**** Extrait fourni

Critique et projet de modification du système des corps

Le système du corps et des grades d’emploi, établi comme une règle fondamentale du droit de la fonction publique, a maintenu son principe de base malgré d’importantes évolutions depuis le début des années 2000. Ce système, bien qu’ayant ses qualités et ses défauts, a résisté à des propositions de modification.

Avantages du système des corps :

  • Stabilité et prévisibilité : Ce cadre offre aux fonctionnaires des perspectives de carrière claires et bien définies.
  • Défense des intérêts par les syndicats : Chaque corps bénéficie d’une représentation syndicale spécifique, assurant la défense des intérêts de ses membres.
  • Attachement des fonctionnaires : Un sentiment d’appartenance se développe au sein des fonctionnaires à l’égard de leur structure en corps.
  • Protection contre l’arbitraire : La gestion par corps offre une certaine protection contre les décisions arbitraires des chefs de service, assurant une équité de traitement pour un travail égal.

Inconvénients du système des corps : Ces critiques se concentrent principalement sur la rigidité du système actuel, qui limite les efforts en matière de gestion des ressources humaines et de gestion des carrières.

  • Gestion peu dynamique : La gestion ministérielle des corps ne favorise pas la reconnaissance individuelle des performances, conduisant à une approche moins dynamique.
  • Entrave à la mobilité : Les corps sont conçus comme étanches, rendant difficile la transition d’un corps à un autre, sauf si les fonctions sont similaires.
  • Progrès limités dans la mobilité : Bien que des progrès aient été réalisés, notamment avec les détachements permettant de rejoindre un autre corps, la structure reste un obstacle majeur à la mobilité.
  • Rigidité et disparités : Cette rigidité conduit parfois à des inégalités, comme dans le cas où un corps reçoit une prime alors que d’autres, exerçant des missions similaires, n’en bénéficient pas.

Les critiques formulées à l’égard du système de corps dans la fonction publique de l’État sont significatives, suggérant que des modifications substantielles pourraient être nécessaires à l’avenir. Une réforme notable a été la réduction considérable du nombre de corps, passant de 1500 à 300 entre 2012 et 2013.

********
**** Données fournies

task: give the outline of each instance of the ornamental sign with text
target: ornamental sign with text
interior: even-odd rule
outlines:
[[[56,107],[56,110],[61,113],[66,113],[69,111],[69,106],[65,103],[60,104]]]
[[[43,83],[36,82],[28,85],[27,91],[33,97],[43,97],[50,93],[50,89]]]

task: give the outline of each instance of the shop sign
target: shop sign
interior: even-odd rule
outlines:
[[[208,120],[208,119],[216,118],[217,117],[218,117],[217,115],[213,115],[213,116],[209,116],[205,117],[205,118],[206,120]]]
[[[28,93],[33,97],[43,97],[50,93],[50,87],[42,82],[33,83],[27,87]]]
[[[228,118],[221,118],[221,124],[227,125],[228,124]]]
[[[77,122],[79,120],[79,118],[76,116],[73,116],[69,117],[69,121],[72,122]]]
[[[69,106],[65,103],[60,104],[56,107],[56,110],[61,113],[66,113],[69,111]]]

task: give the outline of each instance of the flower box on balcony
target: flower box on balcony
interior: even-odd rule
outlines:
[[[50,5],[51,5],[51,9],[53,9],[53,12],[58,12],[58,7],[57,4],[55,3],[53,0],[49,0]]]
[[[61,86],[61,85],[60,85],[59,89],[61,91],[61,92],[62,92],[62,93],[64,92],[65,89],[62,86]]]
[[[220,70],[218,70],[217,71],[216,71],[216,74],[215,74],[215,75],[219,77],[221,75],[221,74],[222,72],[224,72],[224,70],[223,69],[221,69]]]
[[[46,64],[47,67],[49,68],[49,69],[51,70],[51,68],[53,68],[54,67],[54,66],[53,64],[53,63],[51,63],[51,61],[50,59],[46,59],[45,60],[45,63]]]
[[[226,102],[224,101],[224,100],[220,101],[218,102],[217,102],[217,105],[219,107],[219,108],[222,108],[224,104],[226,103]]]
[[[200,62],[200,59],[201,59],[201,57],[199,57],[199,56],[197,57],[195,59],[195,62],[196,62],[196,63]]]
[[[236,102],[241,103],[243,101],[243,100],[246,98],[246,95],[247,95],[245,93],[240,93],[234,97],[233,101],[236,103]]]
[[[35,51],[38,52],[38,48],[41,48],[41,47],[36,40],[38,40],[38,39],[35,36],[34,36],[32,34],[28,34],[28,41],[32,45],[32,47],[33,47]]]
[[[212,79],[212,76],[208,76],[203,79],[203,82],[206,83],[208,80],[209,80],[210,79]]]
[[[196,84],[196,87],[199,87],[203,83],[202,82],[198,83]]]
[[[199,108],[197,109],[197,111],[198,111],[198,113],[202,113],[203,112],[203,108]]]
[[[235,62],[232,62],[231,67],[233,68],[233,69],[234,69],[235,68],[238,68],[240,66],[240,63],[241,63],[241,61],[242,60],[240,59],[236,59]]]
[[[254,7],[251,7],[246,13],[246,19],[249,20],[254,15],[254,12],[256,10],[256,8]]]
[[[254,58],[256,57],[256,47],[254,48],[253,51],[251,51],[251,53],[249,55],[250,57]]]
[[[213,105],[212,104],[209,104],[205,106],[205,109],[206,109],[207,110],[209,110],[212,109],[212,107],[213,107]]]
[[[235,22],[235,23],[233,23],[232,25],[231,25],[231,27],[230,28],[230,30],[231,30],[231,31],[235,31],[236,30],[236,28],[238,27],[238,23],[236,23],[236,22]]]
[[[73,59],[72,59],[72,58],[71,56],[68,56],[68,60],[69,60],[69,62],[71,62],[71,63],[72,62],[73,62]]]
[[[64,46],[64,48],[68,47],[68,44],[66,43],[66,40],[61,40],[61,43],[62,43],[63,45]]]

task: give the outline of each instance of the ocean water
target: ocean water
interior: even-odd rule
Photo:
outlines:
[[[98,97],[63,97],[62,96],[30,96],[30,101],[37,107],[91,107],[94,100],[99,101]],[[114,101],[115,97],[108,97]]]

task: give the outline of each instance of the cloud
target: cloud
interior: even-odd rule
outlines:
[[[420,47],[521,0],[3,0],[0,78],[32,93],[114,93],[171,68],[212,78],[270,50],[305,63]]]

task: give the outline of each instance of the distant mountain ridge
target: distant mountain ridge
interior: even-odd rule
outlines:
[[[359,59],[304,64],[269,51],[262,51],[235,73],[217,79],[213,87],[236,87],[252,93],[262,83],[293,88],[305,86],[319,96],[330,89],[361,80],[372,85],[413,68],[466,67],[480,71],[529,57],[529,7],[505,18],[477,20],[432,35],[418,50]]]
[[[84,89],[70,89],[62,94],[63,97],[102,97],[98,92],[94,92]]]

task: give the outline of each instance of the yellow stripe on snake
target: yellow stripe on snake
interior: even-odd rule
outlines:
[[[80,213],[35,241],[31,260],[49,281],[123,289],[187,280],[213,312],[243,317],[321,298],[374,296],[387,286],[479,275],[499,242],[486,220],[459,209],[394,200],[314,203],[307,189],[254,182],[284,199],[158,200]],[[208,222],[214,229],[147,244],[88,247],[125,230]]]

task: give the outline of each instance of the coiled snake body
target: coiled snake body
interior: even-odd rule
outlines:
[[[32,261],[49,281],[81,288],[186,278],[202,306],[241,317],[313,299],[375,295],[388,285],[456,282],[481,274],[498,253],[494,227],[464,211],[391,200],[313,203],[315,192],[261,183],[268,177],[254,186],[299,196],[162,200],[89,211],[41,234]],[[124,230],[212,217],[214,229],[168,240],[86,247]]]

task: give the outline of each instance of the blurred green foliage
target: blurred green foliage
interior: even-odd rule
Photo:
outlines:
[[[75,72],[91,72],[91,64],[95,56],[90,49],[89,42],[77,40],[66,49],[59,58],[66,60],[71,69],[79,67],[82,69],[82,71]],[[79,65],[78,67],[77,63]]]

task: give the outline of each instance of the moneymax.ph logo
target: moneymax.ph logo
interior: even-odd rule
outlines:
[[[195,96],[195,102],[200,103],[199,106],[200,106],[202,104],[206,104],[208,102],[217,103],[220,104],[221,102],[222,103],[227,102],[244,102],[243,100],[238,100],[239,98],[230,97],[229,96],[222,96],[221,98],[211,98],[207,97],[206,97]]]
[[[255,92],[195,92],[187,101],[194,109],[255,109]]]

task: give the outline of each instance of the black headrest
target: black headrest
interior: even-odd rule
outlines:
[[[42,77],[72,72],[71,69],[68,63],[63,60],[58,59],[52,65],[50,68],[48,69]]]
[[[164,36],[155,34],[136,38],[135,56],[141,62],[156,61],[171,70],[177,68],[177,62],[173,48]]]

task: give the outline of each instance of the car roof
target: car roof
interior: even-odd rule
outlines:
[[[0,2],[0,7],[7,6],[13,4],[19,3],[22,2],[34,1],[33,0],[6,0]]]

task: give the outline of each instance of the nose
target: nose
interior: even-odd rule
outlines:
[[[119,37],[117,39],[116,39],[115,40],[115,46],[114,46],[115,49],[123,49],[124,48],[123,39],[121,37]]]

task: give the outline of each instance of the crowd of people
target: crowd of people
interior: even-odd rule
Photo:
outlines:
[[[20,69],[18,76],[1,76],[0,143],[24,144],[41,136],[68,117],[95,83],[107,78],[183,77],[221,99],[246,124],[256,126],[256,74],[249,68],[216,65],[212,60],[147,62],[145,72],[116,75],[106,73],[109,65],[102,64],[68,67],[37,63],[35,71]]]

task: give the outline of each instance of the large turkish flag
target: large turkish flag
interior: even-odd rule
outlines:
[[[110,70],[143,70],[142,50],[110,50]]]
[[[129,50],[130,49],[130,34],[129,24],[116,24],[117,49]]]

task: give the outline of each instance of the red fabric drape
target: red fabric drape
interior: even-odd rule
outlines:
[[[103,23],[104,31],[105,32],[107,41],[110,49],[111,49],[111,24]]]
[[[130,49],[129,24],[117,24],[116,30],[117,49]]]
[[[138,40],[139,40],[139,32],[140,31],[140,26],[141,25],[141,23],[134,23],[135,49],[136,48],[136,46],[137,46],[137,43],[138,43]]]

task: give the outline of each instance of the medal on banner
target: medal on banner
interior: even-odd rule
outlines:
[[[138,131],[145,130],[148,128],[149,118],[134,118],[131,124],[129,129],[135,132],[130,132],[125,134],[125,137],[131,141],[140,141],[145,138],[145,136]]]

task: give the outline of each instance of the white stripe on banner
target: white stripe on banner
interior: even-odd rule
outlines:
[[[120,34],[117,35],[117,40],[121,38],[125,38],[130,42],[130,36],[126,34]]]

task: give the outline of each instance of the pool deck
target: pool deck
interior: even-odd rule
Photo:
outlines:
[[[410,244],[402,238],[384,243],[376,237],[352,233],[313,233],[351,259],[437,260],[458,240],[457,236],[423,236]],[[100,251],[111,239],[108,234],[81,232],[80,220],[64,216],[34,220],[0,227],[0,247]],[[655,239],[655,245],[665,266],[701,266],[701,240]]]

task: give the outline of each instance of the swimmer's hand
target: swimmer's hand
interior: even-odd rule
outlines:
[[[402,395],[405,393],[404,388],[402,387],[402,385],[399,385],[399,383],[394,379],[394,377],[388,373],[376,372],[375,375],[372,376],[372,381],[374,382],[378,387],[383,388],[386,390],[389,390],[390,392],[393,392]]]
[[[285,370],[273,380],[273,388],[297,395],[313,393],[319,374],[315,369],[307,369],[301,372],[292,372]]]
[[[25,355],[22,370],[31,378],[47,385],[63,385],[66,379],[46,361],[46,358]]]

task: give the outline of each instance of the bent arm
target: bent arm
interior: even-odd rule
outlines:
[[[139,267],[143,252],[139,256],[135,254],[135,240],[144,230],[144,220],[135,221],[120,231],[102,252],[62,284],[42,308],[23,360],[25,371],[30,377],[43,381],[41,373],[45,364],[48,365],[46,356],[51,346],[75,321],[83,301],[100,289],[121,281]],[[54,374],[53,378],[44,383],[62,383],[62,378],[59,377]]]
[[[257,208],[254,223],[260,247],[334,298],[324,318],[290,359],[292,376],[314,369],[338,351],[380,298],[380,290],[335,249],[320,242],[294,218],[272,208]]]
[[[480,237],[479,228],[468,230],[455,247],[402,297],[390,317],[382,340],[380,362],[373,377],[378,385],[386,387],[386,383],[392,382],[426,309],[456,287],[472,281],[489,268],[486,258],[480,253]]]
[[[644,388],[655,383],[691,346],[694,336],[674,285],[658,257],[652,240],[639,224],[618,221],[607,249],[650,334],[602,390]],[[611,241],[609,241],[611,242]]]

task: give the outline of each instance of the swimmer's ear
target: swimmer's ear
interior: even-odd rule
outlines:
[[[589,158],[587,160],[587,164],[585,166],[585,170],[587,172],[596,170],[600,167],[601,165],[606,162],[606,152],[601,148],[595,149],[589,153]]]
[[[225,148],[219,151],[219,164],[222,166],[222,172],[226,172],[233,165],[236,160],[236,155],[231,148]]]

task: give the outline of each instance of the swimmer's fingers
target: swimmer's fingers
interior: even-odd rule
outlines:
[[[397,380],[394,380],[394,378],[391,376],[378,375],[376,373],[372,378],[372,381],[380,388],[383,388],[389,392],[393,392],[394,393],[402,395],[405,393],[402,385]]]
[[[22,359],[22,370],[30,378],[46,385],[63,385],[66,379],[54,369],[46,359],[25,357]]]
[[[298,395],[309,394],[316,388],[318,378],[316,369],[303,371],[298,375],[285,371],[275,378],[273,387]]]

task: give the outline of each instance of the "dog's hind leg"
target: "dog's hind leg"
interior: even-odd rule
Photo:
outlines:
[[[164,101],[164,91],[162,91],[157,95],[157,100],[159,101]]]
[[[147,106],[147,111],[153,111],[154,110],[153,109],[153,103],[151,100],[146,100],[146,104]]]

********

- [Consigne]
Recopiez à l'identique, s'il vous plaît, le passage de l'extrait sur le système des corps allant de « Inconvénients du système » à « à la mobilité. », ces deux bornes comprises. Les données ne sont pas utiles ici.

- [Réponse]
Inconvénients du système des corps : Ces critiques se concentrent principalement sur la rigidité du système actuel, qui limite les efforts en matière de gestion des ressources humaines et de gestion des carrières.

  • Gestion peu dynamique : La gestion ministérielle des corps ne favorise pas la reconnaissance individuelle des performances, conduisant à une approche moins dynamique.
  • Entrave à la mobilité : Les corps sont conçus comme étanches, rendant difficile la transition d’un corps à un autre, sauf si les fonctions sont similaires.
  • Progrès limités dans la mobilité : Bien que des progrès aient été réalisés, notamment avec les détachements permettant de rejoindre un autre corps, la structure reste un obstacle majeur à la mobilité.